THE DATA |

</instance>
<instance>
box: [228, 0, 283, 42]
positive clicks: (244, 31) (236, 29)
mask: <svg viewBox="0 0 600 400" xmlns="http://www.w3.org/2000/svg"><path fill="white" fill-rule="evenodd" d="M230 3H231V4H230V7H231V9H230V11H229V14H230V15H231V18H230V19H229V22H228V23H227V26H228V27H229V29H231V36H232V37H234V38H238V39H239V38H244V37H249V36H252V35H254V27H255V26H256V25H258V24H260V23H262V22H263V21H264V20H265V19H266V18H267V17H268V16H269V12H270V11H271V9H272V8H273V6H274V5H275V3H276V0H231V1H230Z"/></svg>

BRIEF |
Copy out every record exactly; leave nothing out.

WRITTEN ANSWER |
</instance>
<instance>
box: [228, 0, 283, 42]
positive clicks: (244, 31) (236, 29)
mask: <svg viewBox="0 0 600 400" xmlns="http://www.w3.org/2000/svg"><path fill="white" fill-rule="evenodd" d="M230 3H231V4H230V7H231V9H230V11H229V14H230V15H231V18H230V19H229V22H228V23H227V26H228V27H229V29H231V36H232V37H234V38H238V39H239V38H244V37H249V36H252V35H254V27H255V26H256V25H258V24H260V23H262V22H263V21H264V20H265V19H266V18H267V17H268V16H269V12H270V11H271V9H272V8H273V6H274V5H275V3H276V0H231V1H230Z"/></svg>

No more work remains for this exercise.